• [Extracted data]
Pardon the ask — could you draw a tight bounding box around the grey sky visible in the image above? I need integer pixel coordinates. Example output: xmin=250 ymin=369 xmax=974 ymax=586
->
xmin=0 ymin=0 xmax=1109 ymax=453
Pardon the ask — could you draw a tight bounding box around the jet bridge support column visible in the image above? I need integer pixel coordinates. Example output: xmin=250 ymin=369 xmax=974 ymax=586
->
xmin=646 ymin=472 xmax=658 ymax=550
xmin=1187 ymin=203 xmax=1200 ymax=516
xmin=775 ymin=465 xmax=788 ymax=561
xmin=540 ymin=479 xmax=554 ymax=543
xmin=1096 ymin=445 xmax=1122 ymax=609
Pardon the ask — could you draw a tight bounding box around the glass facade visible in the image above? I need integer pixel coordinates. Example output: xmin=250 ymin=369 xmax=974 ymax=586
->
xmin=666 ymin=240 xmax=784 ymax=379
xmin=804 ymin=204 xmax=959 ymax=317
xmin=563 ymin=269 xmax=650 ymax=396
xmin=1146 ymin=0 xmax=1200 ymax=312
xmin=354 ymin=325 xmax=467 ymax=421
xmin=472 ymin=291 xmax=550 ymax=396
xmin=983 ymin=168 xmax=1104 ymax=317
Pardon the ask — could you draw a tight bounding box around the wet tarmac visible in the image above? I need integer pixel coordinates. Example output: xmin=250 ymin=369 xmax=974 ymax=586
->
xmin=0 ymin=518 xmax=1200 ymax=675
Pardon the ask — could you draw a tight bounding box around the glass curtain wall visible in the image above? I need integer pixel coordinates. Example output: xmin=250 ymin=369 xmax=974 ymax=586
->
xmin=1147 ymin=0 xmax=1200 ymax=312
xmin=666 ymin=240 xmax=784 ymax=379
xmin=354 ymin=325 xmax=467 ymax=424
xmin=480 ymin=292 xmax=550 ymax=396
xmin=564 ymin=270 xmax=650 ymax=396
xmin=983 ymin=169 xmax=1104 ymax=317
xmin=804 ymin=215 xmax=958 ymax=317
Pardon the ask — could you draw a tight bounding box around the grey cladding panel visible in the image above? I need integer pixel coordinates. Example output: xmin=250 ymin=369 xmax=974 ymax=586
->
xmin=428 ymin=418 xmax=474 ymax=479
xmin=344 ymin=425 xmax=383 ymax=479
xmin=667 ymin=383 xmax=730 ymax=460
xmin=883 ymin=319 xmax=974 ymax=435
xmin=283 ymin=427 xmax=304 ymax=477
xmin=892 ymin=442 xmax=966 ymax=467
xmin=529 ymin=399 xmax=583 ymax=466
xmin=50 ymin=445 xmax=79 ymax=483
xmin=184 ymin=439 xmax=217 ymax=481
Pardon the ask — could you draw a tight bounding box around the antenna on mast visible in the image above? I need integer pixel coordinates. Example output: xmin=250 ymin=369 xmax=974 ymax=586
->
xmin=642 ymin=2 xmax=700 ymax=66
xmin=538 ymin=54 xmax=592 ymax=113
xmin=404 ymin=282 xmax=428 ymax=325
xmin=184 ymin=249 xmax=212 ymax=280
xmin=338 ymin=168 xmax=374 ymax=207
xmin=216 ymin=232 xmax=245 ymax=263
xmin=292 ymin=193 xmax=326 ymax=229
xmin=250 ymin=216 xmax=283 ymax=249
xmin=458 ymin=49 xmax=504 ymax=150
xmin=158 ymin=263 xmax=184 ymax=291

...

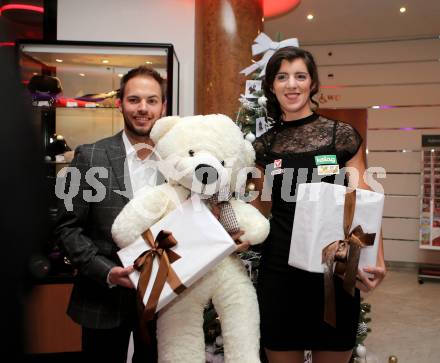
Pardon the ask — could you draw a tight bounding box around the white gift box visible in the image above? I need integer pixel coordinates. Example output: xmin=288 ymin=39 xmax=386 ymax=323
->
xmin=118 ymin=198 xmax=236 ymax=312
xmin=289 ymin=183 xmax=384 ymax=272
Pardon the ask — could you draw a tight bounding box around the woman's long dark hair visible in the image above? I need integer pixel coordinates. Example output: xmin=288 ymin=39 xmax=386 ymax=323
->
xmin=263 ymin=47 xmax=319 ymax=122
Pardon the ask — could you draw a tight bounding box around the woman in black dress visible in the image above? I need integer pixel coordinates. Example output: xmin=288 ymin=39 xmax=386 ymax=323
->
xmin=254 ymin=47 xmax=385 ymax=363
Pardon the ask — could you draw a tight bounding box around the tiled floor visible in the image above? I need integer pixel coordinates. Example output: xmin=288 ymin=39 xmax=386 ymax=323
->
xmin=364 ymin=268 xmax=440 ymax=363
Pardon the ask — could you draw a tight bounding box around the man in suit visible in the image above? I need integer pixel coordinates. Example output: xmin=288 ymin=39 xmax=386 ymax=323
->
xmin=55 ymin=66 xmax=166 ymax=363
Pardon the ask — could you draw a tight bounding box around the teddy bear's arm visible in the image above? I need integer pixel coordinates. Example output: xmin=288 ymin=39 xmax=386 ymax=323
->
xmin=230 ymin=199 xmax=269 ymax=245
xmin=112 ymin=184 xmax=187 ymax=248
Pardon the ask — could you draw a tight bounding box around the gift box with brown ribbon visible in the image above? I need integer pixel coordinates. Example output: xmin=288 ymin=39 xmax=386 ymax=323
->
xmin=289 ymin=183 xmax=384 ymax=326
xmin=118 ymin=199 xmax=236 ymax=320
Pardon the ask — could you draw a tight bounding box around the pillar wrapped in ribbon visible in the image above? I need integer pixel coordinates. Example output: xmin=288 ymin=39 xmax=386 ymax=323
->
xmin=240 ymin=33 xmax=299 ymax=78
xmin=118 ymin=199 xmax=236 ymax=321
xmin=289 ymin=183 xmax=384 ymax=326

...

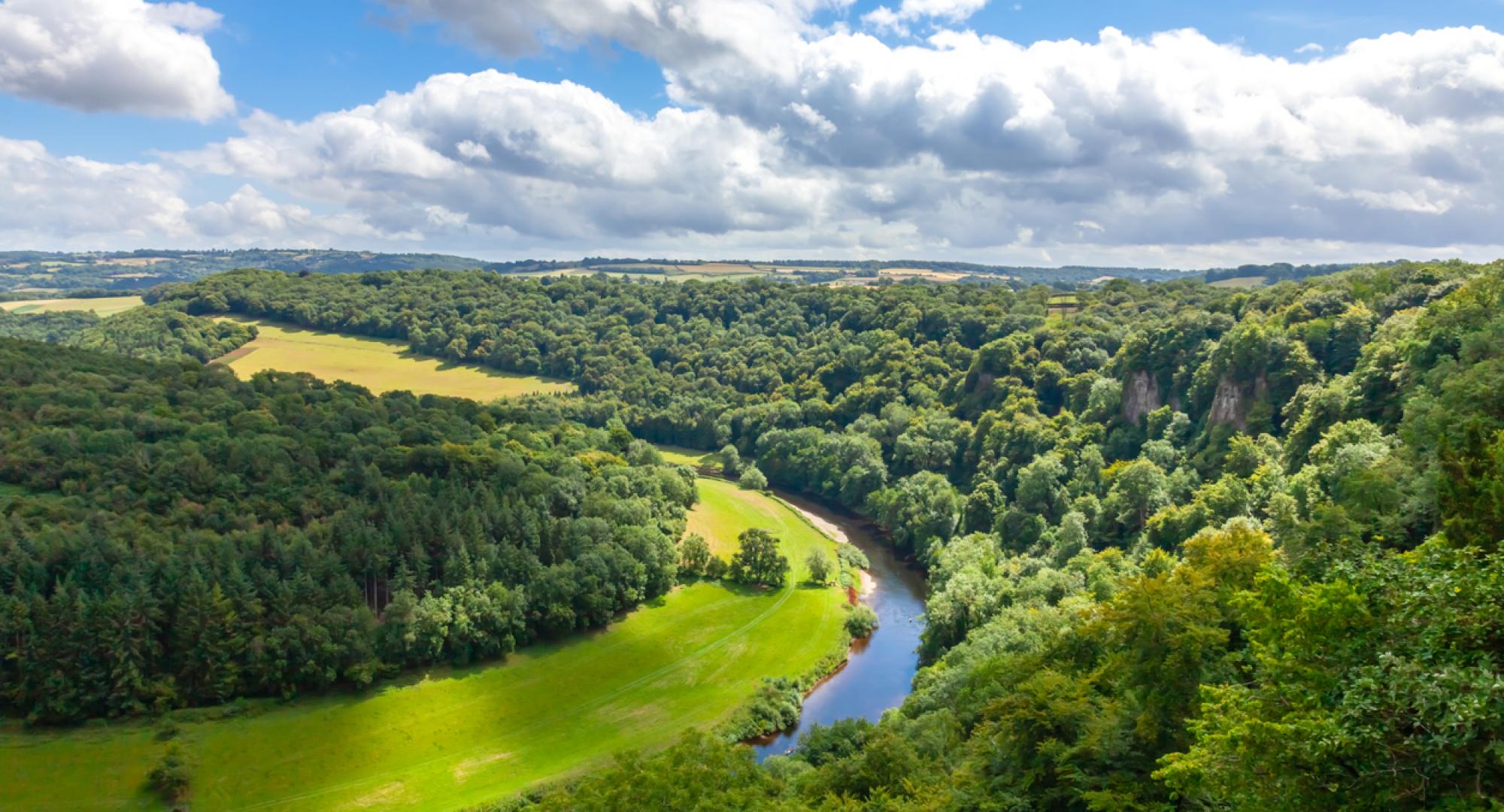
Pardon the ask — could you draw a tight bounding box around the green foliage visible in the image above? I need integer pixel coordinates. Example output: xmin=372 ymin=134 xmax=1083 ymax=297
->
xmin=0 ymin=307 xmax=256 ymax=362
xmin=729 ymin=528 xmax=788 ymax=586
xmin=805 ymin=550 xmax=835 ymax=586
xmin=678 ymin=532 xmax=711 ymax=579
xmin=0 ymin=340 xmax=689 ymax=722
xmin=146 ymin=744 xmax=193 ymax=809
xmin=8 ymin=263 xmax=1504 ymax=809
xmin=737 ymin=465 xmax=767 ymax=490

• [Aim of the task] Repeat the rows word for word, starting at the line that contains "around the woman's" and ending after the line that contains "xmin=118 ymin=199 xmax=236 ymax=320".

• [Written answer]
Pardon the ask — could you draw a tight bounding box around the woman's long dark hair visible in the image above? I need integer pixel coordinates. Example output: xmin=288 ymin=39 xmax=386 ymax=323
->
xmin=263 ymin=47 xmax=319 ymax=122
Pardon the ask — could you draw a tight bounding box around the woman in black dress visible in the image above? I need integer pixel coordinates. Example output: xmin=288 ymin=39 xmax=386 ymax=323
->
xmin=254 ymin=47 xmax=385 ymax=363
Pardon the ask — could you draw a tight bounding box around the tiled floor visible in the image above? I need integer pixel coordinates. Example output: xmin=288 ymin=39 xmax=386 ymax=323
->
xmin=364 ymin=268 xmax=440 ymax=363
Pardon the ask — could you draw a tight bounding box around the man in suit visible in the image above? I need integer pixel coordinates. Example output: xmin=288 ymin=39 xmax=386 ymax=323
->
xmin=55 ymin=66 xmax=166 ymax=363
Pardon the ask — could you draw a tight bounding box around the teddy bear's arm visible in the image above? I need integer pixel coordinates. Example output: xmin=288 ymin=39 xmax=386 ymax=323
->
xmin=230 ymin=199 xmax=269 ymax=245
xmin=112 ymin=184 xmax=187 ymax=248
Pardon the ask — could you draw a tight bounding box around the gift box with brown ribbon visible in the image above? I need integer pixel coordinates. Example output: xmin=288 ymin=39 xmax=386 ymax=323
->
xmin=289 ymin=183 xmax=384 ymax=326
xmin=118 ymin=199 xmax=236 ymax=320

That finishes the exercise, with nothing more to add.